• REQUIRED ACTIONS:
A: In the multiple sclerosis passage, rewrite everything from "Compare and contrast" down to "cigarette smoke exposure.", putting "scars" in place of "plaques".
B: Answer these questions using the multiple sclerosis passage:
(i) What does the word "sclerosis" refer to?
(ii) Between what ages is MS usually diagnosed?
(iii) About how many people worldwide have MS?

• DOCUMENT PASSAGE:

Upon completion of the chapter, the reader will be able to:
Identify risk factors for multiple sclerosis (MS).
Distinguish between forms of MS based on patient presentation and disease course.
Compare and contrast MS disease-modifying treatment choices for a given patient.
Determine appropriate symptomatic treatment choices for a given patient.
Develop a monitoring plan for a patient placed on specific medications.
Multiple sclerosis (MS) is an inflammatory disease of the central nervous system (CNS). Multiple describes the number of CNS lesions, and sclerosis refers to the demyelinated lesions, today called plaques.
EPIDEMIOLOGY AND ETIOLOGY
Approximately 2.3 million people worldwide have MS.1 Diagnosis usually occurs between 20 and 50 years, affecting at least twice as many women as men.1 Whites and people of northern European heritage are more likely to develop MS.1 Risk factors include family history of MS, autoimmune diseases, or migraine; personal history of autoimmune diseases or migraine; and cigarette smoke exposure.

• DATA:
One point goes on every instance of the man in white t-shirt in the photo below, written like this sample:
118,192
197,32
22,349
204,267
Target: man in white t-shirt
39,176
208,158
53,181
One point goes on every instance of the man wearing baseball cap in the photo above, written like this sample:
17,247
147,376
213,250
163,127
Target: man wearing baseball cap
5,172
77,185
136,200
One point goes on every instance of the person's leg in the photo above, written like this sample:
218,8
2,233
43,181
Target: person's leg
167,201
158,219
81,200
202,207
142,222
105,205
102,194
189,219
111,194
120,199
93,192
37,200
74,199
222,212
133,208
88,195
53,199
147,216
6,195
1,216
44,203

• ANSWERS FOR THIS EXERCISE:
A:
Compare and contrast MS disease-modifying treatment choices for a given patient.
Determine appropriate symptomatic treatment choices for a given patient.
Develop a monitoring plan for a patient placed on specific medications.
Multiple sclerosis (MS) is an inflammatory disease of the central nervous system (CNS). Multiple describes the number of CNS lesions, and sclerosis refers to the demyelinated lesions, today called scars.
EPIDEMIOLOGY AND ETIOLOGY
Approximately 2.3 million people worldwide have MS.1 Diagnosis usually occurs between 20 and 50 years, affecting at least twice as many women as men.1 Whites and people of northern European heritage are more likely to develop MS.1 Risk factors include family history of MS, autoimmune diseases, or migraine; personal history of autoimmune diseases or migraine; and cigarette smoke exposure.

B:
(i) The demyelinated lesions, today called plaques.
(ii) Between 20 and 50 years.
(iii) Approximately 2.3 million.